== Aim of the task ==
Locate every line in the records below that contains the word "wooden", and copy each of those lines.

[Start Entries provided]

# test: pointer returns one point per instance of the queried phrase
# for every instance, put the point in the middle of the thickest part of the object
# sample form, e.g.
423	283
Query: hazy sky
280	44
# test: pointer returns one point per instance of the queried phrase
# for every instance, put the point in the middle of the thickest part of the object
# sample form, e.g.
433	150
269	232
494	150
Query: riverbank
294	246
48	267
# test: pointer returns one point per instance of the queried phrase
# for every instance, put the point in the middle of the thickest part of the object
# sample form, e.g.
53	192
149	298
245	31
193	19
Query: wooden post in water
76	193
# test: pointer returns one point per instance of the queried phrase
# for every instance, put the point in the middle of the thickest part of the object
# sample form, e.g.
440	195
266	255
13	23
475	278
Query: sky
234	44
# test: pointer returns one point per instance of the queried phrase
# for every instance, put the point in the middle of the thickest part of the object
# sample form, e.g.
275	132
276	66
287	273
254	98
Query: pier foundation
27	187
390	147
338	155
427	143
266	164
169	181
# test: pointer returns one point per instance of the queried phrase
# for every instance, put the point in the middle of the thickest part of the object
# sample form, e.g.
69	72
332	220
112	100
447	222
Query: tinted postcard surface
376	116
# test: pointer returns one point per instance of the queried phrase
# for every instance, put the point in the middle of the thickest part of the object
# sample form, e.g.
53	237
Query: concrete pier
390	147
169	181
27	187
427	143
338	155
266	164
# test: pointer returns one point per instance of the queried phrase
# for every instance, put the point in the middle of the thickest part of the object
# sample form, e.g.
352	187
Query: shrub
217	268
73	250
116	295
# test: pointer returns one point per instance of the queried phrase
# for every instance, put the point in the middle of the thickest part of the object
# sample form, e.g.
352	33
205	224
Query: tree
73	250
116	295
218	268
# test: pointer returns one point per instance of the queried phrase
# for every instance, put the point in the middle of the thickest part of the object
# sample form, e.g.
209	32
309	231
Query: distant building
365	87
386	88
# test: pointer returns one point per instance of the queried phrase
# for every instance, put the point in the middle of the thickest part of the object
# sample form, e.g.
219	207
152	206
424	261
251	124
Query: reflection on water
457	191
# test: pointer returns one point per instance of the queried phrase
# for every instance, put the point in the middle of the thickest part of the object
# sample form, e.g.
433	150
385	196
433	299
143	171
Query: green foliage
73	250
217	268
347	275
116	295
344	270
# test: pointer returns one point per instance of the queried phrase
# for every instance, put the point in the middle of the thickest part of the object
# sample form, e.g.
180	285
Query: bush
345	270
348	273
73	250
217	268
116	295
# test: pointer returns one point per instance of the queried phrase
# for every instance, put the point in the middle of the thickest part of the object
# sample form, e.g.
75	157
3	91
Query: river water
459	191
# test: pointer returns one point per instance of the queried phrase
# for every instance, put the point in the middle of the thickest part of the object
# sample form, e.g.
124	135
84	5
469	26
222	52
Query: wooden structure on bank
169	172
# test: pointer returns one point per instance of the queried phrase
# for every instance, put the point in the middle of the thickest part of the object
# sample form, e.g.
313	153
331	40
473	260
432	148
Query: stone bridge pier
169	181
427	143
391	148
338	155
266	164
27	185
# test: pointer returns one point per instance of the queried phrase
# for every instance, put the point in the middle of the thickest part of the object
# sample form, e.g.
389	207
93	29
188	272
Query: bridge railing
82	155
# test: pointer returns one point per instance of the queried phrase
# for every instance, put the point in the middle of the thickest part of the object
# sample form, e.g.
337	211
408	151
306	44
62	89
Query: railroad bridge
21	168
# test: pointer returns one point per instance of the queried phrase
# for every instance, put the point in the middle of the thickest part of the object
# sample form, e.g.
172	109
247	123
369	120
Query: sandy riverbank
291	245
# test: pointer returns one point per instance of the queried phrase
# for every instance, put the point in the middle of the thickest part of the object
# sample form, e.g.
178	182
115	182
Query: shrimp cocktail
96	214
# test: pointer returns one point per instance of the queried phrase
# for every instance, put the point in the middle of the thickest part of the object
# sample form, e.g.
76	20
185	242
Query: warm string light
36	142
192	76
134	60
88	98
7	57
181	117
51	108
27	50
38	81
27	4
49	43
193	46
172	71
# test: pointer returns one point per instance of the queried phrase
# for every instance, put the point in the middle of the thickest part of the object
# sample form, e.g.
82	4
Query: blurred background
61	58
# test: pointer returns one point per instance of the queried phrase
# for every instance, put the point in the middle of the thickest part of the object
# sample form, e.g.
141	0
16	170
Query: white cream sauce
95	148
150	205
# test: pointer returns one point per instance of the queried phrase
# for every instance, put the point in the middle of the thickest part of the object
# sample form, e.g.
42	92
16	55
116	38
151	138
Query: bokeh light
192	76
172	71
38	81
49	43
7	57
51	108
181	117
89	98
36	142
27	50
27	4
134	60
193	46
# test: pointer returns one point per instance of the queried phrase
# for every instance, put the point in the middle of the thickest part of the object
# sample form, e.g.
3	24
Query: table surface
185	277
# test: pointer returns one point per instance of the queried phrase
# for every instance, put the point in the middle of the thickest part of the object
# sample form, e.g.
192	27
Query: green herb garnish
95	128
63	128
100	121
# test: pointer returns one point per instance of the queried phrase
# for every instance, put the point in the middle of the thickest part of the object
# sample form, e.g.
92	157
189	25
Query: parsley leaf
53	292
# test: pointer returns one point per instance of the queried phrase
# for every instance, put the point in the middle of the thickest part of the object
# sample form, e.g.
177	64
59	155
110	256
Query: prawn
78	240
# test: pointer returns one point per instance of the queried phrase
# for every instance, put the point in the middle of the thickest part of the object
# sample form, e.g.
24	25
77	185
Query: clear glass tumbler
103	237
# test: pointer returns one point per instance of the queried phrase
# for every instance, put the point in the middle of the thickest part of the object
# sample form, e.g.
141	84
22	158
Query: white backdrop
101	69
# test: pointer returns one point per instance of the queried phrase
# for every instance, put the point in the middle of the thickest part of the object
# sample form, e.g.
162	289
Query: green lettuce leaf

[End Entries provided]
[Start Entries provided]

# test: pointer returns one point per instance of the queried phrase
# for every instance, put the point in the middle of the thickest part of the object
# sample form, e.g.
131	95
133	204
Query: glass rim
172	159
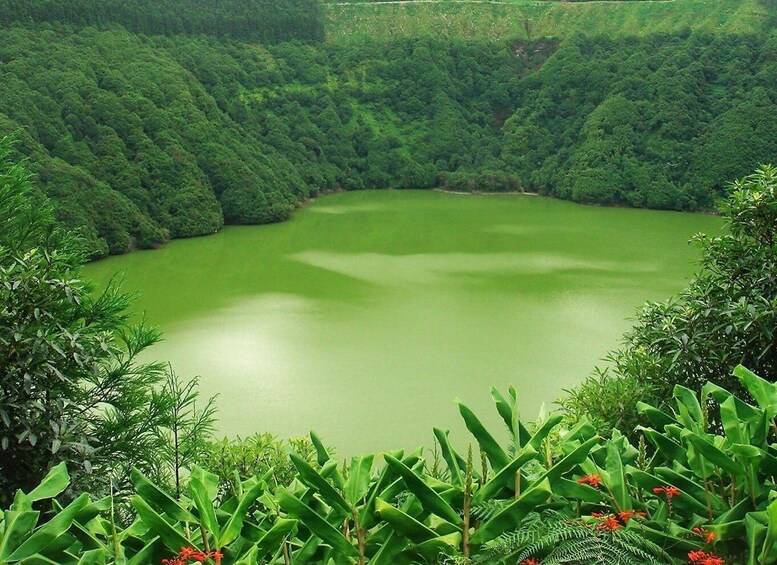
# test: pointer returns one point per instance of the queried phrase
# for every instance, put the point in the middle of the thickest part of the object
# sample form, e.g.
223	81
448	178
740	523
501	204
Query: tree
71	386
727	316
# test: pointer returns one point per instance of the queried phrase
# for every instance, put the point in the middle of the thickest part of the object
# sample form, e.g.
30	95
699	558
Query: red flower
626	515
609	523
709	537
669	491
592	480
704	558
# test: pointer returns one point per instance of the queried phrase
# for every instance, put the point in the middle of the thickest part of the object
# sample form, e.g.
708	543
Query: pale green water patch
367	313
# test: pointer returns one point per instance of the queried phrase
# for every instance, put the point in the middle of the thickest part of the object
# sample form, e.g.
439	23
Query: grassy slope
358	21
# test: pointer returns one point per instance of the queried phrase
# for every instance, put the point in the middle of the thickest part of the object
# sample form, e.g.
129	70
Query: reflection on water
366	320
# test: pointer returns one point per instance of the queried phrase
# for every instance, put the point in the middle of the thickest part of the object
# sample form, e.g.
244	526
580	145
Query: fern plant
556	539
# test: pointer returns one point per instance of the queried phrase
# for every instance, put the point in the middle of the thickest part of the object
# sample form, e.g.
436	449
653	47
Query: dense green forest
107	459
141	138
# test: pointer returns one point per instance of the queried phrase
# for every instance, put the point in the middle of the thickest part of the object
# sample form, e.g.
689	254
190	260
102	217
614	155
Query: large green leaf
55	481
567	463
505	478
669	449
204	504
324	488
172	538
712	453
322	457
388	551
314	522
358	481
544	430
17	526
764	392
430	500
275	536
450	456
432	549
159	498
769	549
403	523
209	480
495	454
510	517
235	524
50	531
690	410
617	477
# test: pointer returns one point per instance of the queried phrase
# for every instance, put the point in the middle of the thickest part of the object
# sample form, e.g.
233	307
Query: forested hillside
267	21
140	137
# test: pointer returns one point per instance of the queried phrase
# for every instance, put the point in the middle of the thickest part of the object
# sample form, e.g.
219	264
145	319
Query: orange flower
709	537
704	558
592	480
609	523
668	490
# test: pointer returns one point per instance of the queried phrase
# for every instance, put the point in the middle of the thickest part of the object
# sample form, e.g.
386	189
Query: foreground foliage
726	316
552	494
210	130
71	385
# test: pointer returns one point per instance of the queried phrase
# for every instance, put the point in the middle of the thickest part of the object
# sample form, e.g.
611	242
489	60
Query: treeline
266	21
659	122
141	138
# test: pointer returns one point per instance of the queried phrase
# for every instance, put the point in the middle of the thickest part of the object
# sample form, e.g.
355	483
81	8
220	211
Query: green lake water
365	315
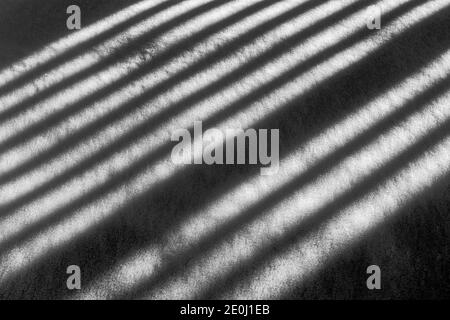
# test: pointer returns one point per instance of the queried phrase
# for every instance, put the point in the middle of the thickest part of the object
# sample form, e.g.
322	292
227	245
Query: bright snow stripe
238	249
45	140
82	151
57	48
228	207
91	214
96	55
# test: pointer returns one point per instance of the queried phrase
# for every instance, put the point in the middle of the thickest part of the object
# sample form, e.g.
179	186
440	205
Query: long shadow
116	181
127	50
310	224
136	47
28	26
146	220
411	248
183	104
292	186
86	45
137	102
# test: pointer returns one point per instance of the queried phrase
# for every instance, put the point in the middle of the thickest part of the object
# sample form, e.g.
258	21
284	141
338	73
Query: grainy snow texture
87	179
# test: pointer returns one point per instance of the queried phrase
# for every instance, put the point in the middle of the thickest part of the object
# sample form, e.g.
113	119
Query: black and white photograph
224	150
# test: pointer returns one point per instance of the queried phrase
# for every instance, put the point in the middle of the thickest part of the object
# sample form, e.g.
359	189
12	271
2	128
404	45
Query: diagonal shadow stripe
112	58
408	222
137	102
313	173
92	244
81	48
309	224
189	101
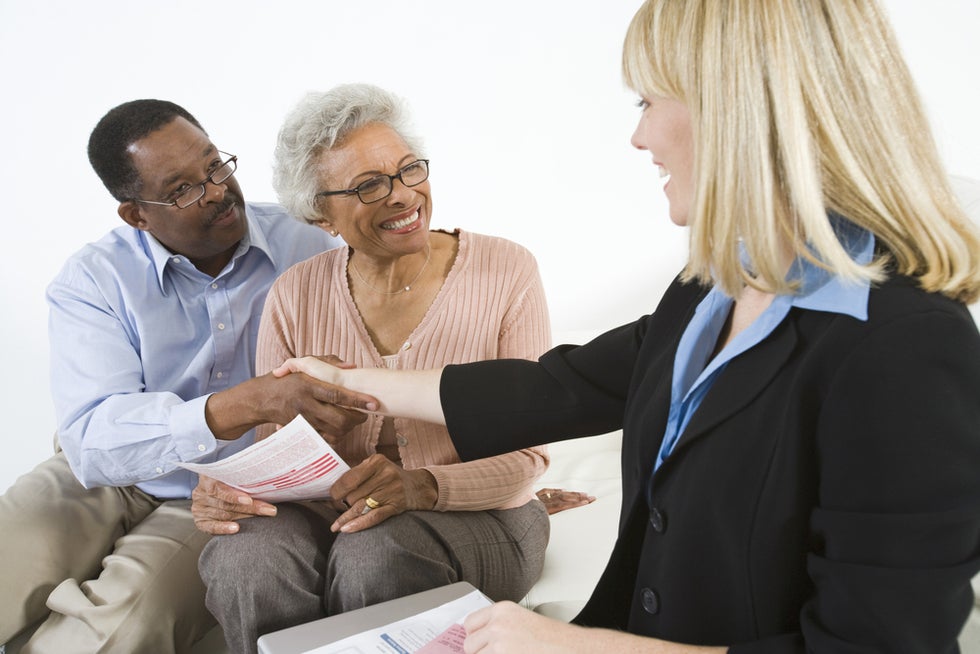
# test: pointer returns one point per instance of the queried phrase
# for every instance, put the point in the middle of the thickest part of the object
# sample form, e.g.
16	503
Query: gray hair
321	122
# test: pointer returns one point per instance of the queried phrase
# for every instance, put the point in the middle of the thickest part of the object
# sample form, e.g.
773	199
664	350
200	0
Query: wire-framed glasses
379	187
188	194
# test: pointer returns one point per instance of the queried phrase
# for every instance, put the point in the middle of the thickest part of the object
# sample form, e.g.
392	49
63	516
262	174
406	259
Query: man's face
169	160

[End Entries provided]
[Start Entries provided]

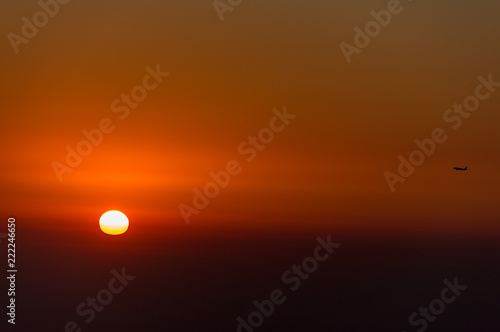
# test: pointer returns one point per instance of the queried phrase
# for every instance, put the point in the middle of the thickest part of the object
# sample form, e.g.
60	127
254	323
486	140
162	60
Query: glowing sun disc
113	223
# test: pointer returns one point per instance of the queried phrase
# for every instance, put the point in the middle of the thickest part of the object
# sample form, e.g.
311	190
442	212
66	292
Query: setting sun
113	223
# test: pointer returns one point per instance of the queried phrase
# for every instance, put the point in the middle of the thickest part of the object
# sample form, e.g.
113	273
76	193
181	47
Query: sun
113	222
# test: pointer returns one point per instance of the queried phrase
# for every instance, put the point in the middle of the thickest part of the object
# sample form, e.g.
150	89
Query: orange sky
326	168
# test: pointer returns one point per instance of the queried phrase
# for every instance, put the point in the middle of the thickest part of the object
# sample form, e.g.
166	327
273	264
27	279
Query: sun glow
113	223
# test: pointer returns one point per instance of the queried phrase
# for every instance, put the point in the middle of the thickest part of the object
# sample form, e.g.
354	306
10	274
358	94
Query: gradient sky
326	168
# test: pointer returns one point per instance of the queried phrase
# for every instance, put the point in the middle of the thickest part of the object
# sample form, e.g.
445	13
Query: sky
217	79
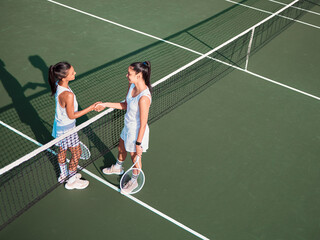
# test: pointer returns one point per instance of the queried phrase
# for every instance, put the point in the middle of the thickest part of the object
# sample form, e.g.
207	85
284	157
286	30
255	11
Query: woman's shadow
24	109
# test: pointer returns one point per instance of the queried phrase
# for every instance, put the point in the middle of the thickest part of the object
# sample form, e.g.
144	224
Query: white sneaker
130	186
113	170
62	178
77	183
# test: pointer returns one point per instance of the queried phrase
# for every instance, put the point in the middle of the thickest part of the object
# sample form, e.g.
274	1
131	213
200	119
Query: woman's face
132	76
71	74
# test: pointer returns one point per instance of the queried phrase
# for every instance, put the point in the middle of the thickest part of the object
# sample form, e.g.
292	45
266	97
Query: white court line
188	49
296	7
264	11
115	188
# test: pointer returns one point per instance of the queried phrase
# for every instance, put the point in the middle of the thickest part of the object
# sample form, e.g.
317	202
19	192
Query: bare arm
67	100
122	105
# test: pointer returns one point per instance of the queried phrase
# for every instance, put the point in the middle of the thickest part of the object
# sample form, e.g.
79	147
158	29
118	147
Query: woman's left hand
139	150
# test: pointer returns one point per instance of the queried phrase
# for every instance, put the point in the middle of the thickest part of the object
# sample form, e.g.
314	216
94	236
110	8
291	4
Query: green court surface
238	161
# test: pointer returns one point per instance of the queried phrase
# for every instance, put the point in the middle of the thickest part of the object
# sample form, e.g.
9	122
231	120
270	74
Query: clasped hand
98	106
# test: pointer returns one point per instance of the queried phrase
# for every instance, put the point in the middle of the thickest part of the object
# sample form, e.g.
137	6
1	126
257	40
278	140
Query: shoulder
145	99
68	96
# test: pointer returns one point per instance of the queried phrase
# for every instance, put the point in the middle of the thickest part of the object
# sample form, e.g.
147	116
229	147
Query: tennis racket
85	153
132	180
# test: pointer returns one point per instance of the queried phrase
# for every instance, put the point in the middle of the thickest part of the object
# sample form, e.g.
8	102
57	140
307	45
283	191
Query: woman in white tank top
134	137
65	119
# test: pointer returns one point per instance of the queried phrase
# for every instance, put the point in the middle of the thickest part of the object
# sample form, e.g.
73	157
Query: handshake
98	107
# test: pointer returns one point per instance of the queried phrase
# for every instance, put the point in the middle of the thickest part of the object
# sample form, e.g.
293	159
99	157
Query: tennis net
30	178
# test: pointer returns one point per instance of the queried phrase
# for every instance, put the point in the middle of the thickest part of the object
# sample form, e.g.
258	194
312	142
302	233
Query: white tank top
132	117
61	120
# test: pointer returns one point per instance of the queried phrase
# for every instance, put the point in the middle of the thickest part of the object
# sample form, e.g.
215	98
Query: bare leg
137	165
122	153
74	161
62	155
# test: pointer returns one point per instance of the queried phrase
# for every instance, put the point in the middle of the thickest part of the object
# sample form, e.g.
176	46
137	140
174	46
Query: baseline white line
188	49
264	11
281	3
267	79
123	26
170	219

[End Entries provided]

== Written response ==
Query: wooden post in water
Query: wooden structure on bank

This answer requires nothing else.